---------- SELECTED EXTRACT

# Buying scraps



## LaurenceOs (Jun 9, 2009)

Theres a bloke on ebay selling bags of oldschool chips for the purpose of pm recovery... is it worth it? nearly 7oz of chips for less than $1


----------



## leavemealone (Jun 9, 2009)

It depends on a number of factors.First and foremost,what is the shipping? Next what kind of ships,and are they on anything or are they by themselves.Then look at his feedback,and time left in the auction.If theres 6 days and 22 hours left in the auction,theres a good chance that they will go much higher.You can always look at his completed listings and see if he sold any others like them and how much did they go for or see if anyone else sold some like them.
Hope this helps.
Johnny


----------



## LaurenceOs (Jun 9, 2009)

--------------------
---------- DATA EXCERPTS

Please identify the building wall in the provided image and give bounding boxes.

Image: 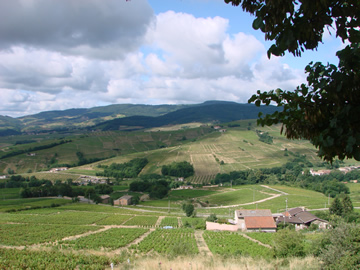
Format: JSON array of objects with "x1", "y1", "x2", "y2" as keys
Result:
[{"x1": 206, "y1": 221, "x2": 238, "y2": 232}]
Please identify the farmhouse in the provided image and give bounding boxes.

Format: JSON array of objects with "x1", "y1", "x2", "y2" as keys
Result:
[
  {"x1": 310, "y1": 169, "x2": 331, "y2": 176},
  {"x1": 234, "y1": 209, "x2": 276, "y2": 232},
  {"x1": 114, "y1": 195, "x2": 132, "y2": 205},
  {"x1": 206, "y1": 209, "x2": 276, "y2": 232},
  {"x1": 50, "y1": 167, "x2": 68, "y2": 172},
  {"x1": 276, "y1": 207, "x2": 329, "y2": 230},
  {"x1": 177, "y1": 185, "x2": 194, "y2": 189}
]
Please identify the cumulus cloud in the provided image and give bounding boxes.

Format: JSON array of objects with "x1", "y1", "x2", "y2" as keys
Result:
[{"x1": 0, "y1": 0, "x2": 154, "y2": 59}]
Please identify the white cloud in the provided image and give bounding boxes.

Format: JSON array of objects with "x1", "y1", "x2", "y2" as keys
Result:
[
  {"x1": 0, "y1": 0, "x2": 154, "y2": 59},
  {"x1": 0, "y1": 0, "x2": 304, "y2": 116}
]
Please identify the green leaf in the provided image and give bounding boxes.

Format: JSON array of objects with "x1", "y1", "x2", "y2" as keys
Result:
[{"x1": 253, "y1": 17, "x2": 264, "y2": 30}]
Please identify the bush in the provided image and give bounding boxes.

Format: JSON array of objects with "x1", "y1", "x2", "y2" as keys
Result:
[{"x1": 274, "y1": 229, "x2": 305, "y2": 258}]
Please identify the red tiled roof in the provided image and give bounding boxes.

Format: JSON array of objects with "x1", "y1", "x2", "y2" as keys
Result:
[
  {"x1": 244, "y1": 217, "x2": 276, "y2": 229},
  {"x1": 236, "y1": 209, "x2": 272, "y2": 218}
]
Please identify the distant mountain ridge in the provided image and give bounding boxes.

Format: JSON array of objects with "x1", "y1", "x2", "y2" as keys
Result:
[
  {"x1": 94, "y1": 102, "x2": 279, "y2": 130},
  {"x1": 0, "y1": 101, "x2": 279, "y2": 136}
]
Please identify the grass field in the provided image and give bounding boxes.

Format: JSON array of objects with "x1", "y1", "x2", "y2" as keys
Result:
[{"x1": 0, "y1": 198, "x2": 71, "y2": 212}]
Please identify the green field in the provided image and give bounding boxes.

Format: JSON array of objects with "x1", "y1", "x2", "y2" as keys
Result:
[{"x1": 0, "y1": 196, "x2": 71, "y2": 212}]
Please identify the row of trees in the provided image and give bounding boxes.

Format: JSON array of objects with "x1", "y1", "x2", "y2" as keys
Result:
[
  {"x1": 161, "y1": 161, "x2": 194, "y2": 177},
  {"x1": 129, "y1": 174, "x2": 171, "y2": 199},
  {"x1": 20, "y1": 183, "x2": 113, "y2": 202},
  {"x1": 96, "y1": 158, "x2": 149, "y2": 179}
]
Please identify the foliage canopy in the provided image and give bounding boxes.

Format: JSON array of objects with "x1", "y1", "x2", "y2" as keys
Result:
[{"x1": 225, "y1": 0, "x2": 360, "y2": 162}]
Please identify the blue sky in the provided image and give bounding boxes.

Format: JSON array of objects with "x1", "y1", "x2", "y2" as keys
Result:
[{"x1": 0, "y1": 0, "x2": 342, "y2": 117}]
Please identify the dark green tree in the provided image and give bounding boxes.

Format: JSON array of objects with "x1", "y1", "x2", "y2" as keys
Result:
[
  {"x1": 319, "y1": 222, "x2": 360, "y2": 269},
  {"x1": 341, "y1": 194, "x2": 354, "y2": 216},
  {"x1": 225, "y1": 0, "x2": 360, "y2": 162},
  {"x1": 182, "y1": 203, "x2": 195, "y2": 217},
  {"x1": 329, "y1": 197, "x2": 343, "y2": 216},
  {"x1": 274, "y1": 228, "x2": 305, "y2": 258}
]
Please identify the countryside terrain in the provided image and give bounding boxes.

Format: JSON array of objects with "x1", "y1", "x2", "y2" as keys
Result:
[{"x1": 0, "y1": 102, "x2": 360, "y2": 269}]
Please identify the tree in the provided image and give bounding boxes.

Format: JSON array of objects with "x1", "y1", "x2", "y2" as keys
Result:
[
  {"x1": 320, "y1": 222, "x2": 360, "y2": 269},
  {"x1": 183, "y1": 203, "x2": 195, "y2": 217},
  {"x1": 341, "y1": 194, "x2": 354, "y2": 216},
  {"x1": 274, "y1": 228, "x2": 305, "y2": 257},
  {"x1": 225, "y1": 0, "x2": 360, "y2": 162}
]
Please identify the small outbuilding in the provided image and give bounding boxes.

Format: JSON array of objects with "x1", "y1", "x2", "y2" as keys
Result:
[
  {"x1": 276, "y1": 207, "x2": 329, "y2": 230},
  {"x1": 114, "y1": 195, "x2": 133, "y2": 205}
]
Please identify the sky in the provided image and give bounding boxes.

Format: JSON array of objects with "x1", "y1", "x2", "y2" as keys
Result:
[{"x1": 0, "y1": 0, "x2": 343, "y2": 117}]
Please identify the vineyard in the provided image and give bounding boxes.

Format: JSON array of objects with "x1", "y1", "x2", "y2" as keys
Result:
[
  {"x1": 0, "y1": 195, "x2": 330, "y2": 269},
  {"x1": 59, "y1": 228, "x2": 148, "y2": 250},
  {"x1": 203, "y1": 231, "x2": 273, "y2": 258},
  {"x1": 130, "y1": 229, "x2": 199, "y2": 255}
]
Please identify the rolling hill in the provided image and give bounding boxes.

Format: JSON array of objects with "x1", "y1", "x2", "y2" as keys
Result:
[
  {"x1": 0, "y1": 101, "x2": 277, "y2": 136},
  {"x1": 94, "y1": 102, "x2": 278, "y2": 131}
]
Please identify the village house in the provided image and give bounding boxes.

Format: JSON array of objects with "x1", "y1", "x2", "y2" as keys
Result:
[
  {"x1": 114, "y1": 195, "x2": 133, "y2": 205},
  {"x1": 276, "y1": 207, "x2": 329, "y2": 230},
  {"x1": 177, "y1": 186, "x2": 194, "y2": 189},
  {"x1": 50, "y1": 167, "x2": 68, "y2": 172},
  {"x1": 234, "y1": 209, "x2": 276, "y2": 232},
  {"x1": 310, "y1": 169, "x2": 331, "y2": 176}
]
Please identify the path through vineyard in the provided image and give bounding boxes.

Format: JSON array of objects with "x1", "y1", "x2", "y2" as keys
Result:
[{"x1": 195, "y1": 230, "x2": 213, "y2": 256}]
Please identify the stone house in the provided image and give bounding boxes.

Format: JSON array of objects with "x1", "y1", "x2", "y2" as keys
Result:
[
  {"x1": 114, "y1": 195, "x2": 133, "y2": 205},
  {"x1": 276, "y1": 207, "x2": 329, "y2": 230}
]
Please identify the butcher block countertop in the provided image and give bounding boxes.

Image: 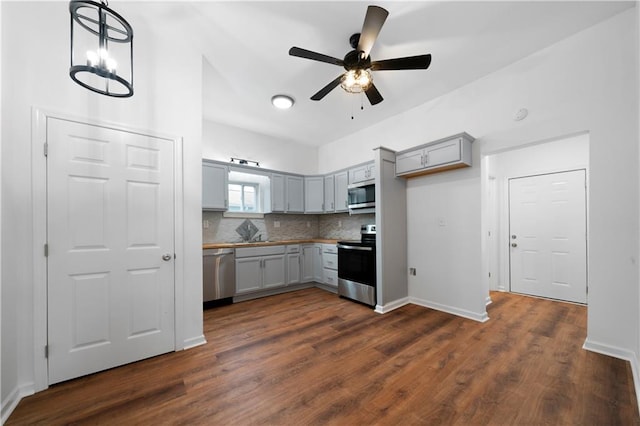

--------------------

» **THE TASKS**
a: Answer these questions using the thread on buying scraps:
(i) How much in chips does the eBay seller in the first post offer?
(ii) What does the reply name as the first and foremost factor?
(iii) According to the reply, what is likely if 6 days and 22 hours remain in the auction?
b: Set down the thread on buying scraps from "# Buying scraps" to "leavemealone (Jun 9, 2009)", copying it precisely.
c: For each statement, say whether it agrees with the thread on buying scraps, and quote the words of the thread that decide it:
(i) The seller asks more than $1 for the chips.
(ii) The reply recommends checking the seller's feedback.
(iii) The reply suggests looking at completed listings to see what similar chips sold for.

» **RESULTS BY TASK**
a:
(i) Nearly 7oz of chips.
(ii) The shipping.
(iii) There is a good chance that the chips will go much higher.

b:
# Buying scraps



## LaurenceOs (Jun 9, 2009)

Theres a bloke on ebay selling bags of oldschool chips for the purpose of pm recovery... is it worth it? nearly 7oz of chips for less than $1


----------



## leavemealone (Jun 9, 2009)

c:
(i) No: "nearly 7oz of chips for less than $1"
(ii) Yes: "Then look at his feedback"
(iii) Yes: "You can always look at his completed listings and see if he sold any others like them and how much did they go for"